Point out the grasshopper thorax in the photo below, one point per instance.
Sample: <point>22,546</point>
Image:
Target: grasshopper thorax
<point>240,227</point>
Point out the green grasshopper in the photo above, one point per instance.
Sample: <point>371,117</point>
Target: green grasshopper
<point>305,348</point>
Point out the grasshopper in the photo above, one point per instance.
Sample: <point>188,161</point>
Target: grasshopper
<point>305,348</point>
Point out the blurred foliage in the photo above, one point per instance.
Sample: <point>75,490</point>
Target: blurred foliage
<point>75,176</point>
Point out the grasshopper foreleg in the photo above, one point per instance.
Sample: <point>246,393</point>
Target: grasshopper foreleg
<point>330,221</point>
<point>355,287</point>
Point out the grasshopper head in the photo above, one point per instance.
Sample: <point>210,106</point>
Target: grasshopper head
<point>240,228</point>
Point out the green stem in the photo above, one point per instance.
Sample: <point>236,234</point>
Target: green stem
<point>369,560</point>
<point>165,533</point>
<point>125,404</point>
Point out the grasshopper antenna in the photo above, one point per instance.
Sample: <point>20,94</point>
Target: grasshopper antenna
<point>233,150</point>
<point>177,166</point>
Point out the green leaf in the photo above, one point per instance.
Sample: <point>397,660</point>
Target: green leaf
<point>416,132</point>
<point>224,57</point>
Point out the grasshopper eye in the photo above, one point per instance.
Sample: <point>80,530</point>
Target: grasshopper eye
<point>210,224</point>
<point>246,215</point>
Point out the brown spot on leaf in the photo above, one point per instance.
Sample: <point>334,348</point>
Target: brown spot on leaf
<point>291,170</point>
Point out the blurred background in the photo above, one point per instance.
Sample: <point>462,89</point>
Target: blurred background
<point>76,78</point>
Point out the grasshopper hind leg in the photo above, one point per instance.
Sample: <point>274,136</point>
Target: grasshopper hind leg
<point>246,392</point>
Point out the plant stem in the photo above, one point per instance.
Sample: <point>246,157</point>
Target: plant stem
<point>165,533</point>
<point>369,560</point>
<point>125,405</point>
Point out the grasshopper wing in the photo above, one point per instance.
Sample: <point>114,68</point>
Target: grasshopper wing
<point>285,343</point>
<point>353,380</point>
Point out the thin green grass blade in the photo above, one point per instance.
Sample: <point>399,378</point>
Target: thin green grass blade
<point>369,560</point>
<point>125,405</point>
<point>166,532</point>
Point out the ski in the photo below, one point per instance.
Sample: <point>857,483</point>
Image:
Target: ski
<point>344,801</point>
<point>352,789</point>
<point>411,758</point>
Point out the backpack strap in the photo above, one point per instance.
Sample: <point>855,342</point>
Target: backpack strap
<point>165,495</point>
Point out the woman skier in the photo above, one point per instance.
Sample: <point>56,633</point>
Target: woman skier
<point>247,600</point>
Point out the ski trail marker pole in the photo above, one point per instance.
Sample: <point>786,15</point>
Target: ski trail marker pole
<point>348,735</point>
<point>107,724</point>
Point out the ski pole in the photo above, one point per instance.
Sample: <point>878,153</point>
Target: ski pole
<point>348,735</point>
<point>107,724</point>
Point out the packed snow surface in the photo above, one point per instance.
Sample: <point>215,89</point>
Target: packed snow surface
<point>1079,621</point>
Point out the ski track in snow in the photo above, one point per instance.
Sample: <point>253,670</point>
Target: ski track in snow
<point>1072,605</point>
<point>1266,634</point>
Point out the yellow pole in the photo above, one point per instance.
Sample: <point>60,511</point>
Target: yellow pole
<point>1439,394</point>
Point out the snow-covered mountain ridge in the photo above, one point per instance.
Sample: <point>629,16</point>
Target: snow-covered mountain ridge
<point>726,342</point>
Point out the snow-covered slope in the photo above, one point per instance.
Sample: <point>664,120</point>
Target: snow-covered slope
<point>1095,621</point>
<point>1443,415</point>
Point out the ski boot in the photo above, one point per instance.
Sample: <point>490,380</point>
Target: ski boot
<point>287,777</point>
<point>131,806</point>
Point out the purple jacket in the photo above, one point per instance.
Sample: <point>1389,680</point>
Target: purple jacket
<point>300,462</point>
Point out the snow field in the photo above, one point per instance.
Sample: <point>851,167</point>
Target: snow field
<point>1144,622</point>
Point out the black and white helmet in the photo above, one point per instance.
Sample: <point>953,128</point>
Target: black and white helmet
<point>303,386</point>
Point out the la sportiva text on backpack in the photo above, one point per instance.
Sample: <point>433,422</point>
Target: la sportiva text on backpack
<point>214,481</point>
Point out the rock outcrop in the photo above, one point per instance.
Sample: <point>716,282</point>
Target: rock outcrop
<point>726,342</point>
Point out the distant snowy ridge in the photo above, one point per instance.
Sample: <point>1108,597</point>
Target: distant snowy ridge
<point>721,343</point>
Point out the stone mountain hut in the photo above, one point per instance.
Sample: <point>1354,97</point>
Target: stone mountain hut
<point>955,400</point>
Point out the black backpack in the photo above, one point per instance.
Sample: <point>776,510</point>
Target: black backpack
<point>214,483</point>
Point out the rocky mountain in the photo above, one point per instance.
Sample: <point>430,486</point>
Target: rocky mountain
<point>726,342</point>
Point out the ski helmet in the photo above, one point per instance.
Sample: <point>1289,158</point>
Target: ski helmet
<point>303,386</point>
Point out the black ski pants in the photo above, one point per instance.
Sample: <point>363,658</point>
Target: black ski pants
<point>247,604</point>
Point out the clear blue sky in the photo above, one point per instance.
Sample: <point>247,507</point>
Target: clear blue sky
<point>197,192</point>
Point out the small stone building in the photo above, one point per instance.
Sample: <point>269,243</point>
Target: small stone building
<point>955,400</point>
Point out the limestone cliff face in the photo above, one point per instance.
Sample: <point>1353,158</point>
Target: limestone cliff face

Problem requirements >> Convert all of the data above into a numbered list, leaving out any blank lines.

Result of the task >>
1. Point out the grasshopper thorax in the photo below, one point per instance.
2. Sample: <point>22,546</point>
3. Image:
4. Target: grasshopper thorax
5. <point>240,227</point>
6. Point out the green grasshopper in the photo above, one point per instance.
7. Sample: <point>371,117</point>
8. Target: green grasshopper
9. <point>305,348</point>
10. Point out the grasshopper in the photo above, one point per instance.
11. Sample: <point>188,161</point>
12. Target: grasshopper
13. <point>305,348</point>
14. Point out the blurred foliage in the photo above, one point per instance.
15. Sample: <point>75,490</point>
16. Target: blurred foliage
17. <point>75,176</point>
18. Point out the grasshopper foreleg in the photo above, one point per instance.
19. Sample: <point>246,393</point>
20. Target: grasshopper foreleg
21. <point>330,221</point>
22. <point>355,287</point>
23. Point out the grasshopper head in the photo above, one point per instance.
24. Sample: <point>210,106</point>
25. Target: grasshopper head
26. <point>240,228</point>
27. Point out the green stem in the photo above, one point per instance.
28. Sample: <point>236,234</point>
29. Target: green stem
30. <point>369,560</point>
31. <point>165,533</point>
32. <point>125,404</point>
33. Point out the grasshopper antenna in the photo above, one point per instance.
34. Sample: <point>20,94</point>
35. Target: grasshopper antenna
36. <point>233,150</point>
37. <point>177,166</point>
38. Point out the green leaf in the photo above, one point per instance.
39. Sample: <point>397,660</point>
40. Target: green leaf
41. <point>416,132</point>
42. <point>224,57</point>
43. Point out the grasshopper eye in the photo above, one point per instance.
44. Sample: <point>80,530</point>
45. Target: grasshopper eye
46. <point>210,224</point>
47. <point>246,215</point>
48. Point out the brown spot on leaf in the photo above, one point per instance.
49. Sample: <point>334,348</point>
50. Target: brown spot on leaf
51. <point>291,170</point>
52. Point out the blurred background in the photo above, one point per instance.
53. Sample: <point>462,89</point>
54. Target: blurred background
55. <point>76,78</point>
56. Point out the grasshopper hind leg in the photo above, one point per instance.
57. Sample: <point>274,136</point>
58. Target: grasshopper hind leg
59. <point>246,392</point>
60. Point out the plant stem in the photo above, one point per instance.
61. Sample: <point>246,157</point>
62. Target: plant stem
63. <point>165,533</point>
64. <point>369,560</point>
65. <point>125,405</point>
66. Point out the grasshopper wing in the photo above, one point per instance.
67. Sample: <point>114,68</point>
68. Target: grasshopper wing
69. <point>285,343</point>
70. <point>353,380</point>
71. Point out the thin green grass blade in the photo above, one point per instance.
72. Sample: <point>399,378</point>
73. Target: thin green grass blade
74. <point>369,560</point>
75. <point>125,405</point>
76. <point>166,532</point>
77. Point out the ski in the photo below, one point per instance.
78. Sample: <point>857,483</point>
79. Image:
80. Target: ski
81. <point>344,801</point>
82. <point>352,789</point>
83. <point>411,758</point>
84. Point out the backpack strap in the photo above, one point per instance.
85. Sample: <point>855,342</point>
86. Target: backpack strap
87. <point>165,495</point>
88. Point out the woman skier in the photo above, one point per instance.
89. Sample: <point>56,633</point>
90. Target: woman skier
91. <point>247,600</point>
92. Point out the ski trail marker pole in the photo above, one point per instance.
93. Sample: <point>786,15</point>
94. Target: ski trail marker pole
95. <point>348,735</point>
96. <point>107,724</point>
97. Point out the ski pole in the photo above, one point per instance.
98. Sample: <point>878,153</point>
99. Target: ski pole
100. <point>348,735</point>
101. <point>107,724</point>
102. Point out the packed snow surface in the photo above, one point per instance.
103. Sample: <point>215,89</point>
104. Target: packed snow surface
105. <point>1079,621</point>
106. Point out the ski track in snow in the photo above, one point per instance.
107. Sample: <point>253,670</point>
108. Target: ski track in snow
109. <point>1072,605</point>
110. <point>1266,634</point>
111. Point out the yellow pole in the photo above, one point per instance.
112. Sample: <point>60,511</point>
113. Target: yellow pole
114. <point>1439,394</point>
115. Point out the snow-covered mountain ridge in the photo above, one point per instance.
116. Sample: <point>629,16</point>
117. Target: snow-covered mountain ridge
118. <point>726,342</point>
119. Point out the snow-covered slope in the photo above, one point per instance.
120. Sample: <point>664,120</point>
121. Target: snow-covered slope
122. <point>1095,621</point>
123. <point>1443,415</point>
124. Point out the ski boot in the photo above, one point per instance.
125. Sample: <point>490,380</point>
126. Target: ski boot
127. <point>287,777</point>
128. <point>131,806</point>
129. Point out the purple jacket in the photo above, one point per instance.
130. Sample: <point>1389,680</point>
131. Target: purple jacket
132. <point>300,462</point>
133. Point out the snow field in the photo above, one point per instance.
134. Sample: <point>851,167</point>
135. Target: snow field
136. <point>1144,622</point>
137. Point out the black and white helmet in the photo above, one point per instance.
138. Sample: <point>953,128</point>
139. Target: black and white helmet
140. <point>303,386</point>
141. Point out the la sportiva text on backpack in the photo above, one point per instance.
142. Sample: <point>433,422</point>
143. Target: la sportiva text on backpack
144. <point>214,481</point>
145. Point out the rock outcrop in the photo above, one point per instance.
146. Sample: <point>716,282</point>
147. Target: rock outcrop
148. <point>726,342</point>
149. Point out the distant snowy ridge in the photo above, one point per instance.
150. Sample: <point>1108,597</point>
151. Target: distant snowy ridge
152. <point>721,343</point>
153. Point out the stone mountain hut in the photo above, one point per instance.
154. Sample: <point>1354,97</point>
155. Target: stone mountain hut
156. <point>955,400</point>
157. Point out the black backpack in the photo above, one point per instance.
158. Sample: <point>776,510</point>
159. Target: black backpack
160. <point>214,483</point>
161. Point out the rocky mountain in the photo above, one point per instance.
162. Sample: <point>430,486</point>
163. Target: rocky mountain
164. <point>726,342</point>
165. Point out the ski helmet in the photo above, one point per instance.
166. Sample: <point>1289,158</point>
167. Target: ski helmet
168. <point>303,386</point>
169. Point out the black ski pants in the photo above, one point per instance.
170. Sample: <point>363,658</point>
171. Target: black ski pants
172. <point>247,604</point>
173. Point out the clear blue sky in the photo above, one point per instance.
174. Sample: <point>247,507</point>
175. Target: clear blue sky
176. <point>197,192</point>
177. Point out the small stone building in the photo above, one point per instance.
178. Sample: <point>269,243</point>
179. Target: small stone building
180. <point>955,400</point>
181. Point out the limestone cliff face in the photo above, one point per instance.
182. Sample: <point>1353,158</point>
183. Target: limestone cliff face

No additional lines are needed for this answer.